Extrait du texte:
▽
Adaptation selon ses propres règles

Josée, le tigre et les poissons est l’adaptation du roman du même nom de de Tanabe Seiko publié en 1985.

Le livre a déjà eu droit à une première adaptation en prises de vue réelle il y a 10 ans. Autant prévenir ceux qui l’ont vue, ils auront un peu de mal à retrouver l’âpreté et la désolation du traitement de l’époque. Dans ce film, par exemple, Josée dort dans un placard, et non dans une grande chambre aux murs colorés.

Dans le long-métrage de Kôtarô Tamura, l’histoire est en effet traitée comme un animé romantique, et non comme un drame, même si la dernière partie s’y aventure. Elle constitue d’ailleurs la meilleure partie du film et c’est celle qui vous mettra les larmes aux yeux pendant de longues minutes.

Auparavant, quelques moments visuellement assez magiques troublent par leur beauté, que ce soit le rêve de Josée qui nage comme une sirène au milieu des poissons ou ce passage dans lequel Tsuneo lui offre justement une lampe en forme de poisson. Lampe dont l’éclairage donne un côté venu des songes à la chambre de Josée qui est aussi son monde. Hélas, ces passages oniriques sont bien trop rares et c’est fort dommage tellement ils viennent ajouter au récit une fantaisie bienvenue.

A côté de ça justement, on ne peut pas dire que le film se fasse remarquer par l’originalité de son histoire qui reste sans réel rebondissement jusqu’à la toute fin. On ne regrettera cependant pas d’avoir été patient.

Mais la fin justifie les moyens… (spoilers)

Ce dénouement y est en effet traité avec justesse et émotion. On ne s’en doutait pas, mais c’est pourtant ainsi que l’on voulait que l’histoire se termine. On se prend au jeu et on se laisse porter par l’évidence.

Ce fil blanc pourtant assez évident qui nous amène vers la résolution attendue, notre cœur fait comme s’il ne le voyait pas et se focalise à la place sur ce sentiment de plénitude qui rôde enfin autour de Josée et Tsuneo alors que la vie ne les a jusque-là jamais épargnés. En soi, quand Josée retombe dans les bras de Tsuneo dans une scène qui fait écho à la première du film, on oublie toute envie de critiquer et on savoure ce joli moment romantique.

Ils se sont cherchés, trouvés, éloignés, perdus et les obstacles qu’ils ont rencontrés les ont finalement rapprochés et ont conforté leur amour naissant. Car ce que Josée appelle au départ de la serviabilité (elle appelle Tsuneo son « serviteur ») n’est autre que de l’amour pour celui qui lui ouvre les portes d’un ailleurs que la « prisonnière » ne pensait inaccessible.
△
Données fournies:
▽
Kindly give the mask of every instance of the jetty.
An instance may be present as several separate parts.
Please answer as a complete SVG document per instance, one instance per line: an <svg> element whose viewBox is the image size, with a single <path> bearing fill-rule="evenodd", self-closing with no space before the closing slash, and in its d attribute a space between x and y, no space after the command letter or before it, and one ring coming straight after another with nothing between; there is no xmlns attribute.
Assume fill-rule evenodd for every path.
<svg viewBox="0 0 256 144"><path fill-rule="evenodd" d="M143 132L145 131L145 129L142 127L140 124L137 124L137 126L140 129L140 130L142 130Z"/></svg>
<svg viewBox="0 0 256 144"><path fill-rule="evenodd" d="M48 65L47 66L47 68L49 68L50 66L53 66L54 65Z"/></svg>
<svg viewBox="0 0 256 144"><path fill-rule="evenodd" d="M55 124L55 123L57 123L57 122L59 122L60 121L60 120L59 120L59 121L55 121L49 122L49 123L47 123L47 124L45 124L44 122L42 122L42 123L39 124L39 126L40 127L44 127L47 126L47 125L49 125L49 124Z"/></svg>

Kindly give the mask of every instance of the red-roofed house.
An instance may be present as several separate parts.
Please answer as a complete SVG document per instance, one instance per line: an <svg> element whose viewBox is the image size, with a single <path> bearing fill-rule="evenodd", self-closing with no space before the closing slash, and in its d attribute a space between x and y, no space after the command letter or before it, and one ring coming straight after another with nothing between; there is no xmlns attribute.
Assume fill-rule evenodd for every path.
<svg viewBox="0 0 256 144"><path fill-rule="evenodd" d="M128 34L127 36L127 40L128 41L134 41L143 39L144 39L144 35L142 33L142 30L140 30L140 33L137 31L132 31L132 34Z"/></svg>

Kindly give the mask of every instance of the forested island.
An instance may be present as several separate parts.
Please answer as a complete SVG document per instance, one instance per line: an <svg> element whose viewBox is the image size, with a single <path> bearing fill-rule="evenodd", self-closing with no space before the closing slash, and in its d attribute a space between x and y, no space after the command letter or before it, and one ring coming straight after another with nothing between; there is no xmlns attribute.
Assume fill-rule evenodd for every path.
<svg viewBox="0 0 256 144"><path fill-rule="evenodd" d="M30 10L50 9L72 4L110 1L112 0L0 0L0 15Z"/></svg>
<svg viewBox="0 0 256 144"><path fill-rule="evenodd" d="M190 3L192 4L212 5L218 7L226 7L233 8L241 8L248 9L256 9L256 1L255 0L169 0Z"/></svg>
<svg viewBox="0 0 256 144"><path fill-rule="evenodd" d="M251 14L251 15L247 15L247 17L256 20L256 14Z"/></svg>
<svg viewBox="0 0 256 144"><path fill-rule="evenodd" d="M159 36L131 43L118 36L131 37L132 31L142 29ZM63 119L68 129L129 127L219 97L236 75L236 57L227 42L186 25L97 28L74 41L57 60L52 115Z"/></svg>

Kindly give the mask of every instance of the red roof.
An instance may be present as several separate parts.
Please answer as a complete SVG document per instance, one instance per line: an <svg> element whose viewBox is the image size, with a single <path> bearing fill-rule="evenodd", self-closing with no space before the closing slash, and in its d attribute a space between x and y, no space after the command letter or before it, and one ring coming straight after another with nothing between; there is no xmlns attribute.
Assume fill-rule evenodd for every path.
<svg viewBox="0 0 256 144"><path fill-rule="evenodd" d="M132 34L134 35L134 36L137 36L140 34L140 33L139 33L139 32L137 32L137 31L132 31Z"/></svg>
△
Consigne de travail: Recopiez fidèlement le passage de l'extrait qui commence à « A côté de ça » et se termine à « d’avoir été patient. ». Appuyez-vous uniquement sur l'extrait.

Corrigé:
A côté de ça justement, on ne peut pas dire que le film se fasse remarquer par l’originalité de son histoire qui reste sans réel rebondissement jusqu’à la toute fin. On ne regrettera cependant pas d’avoir été patient.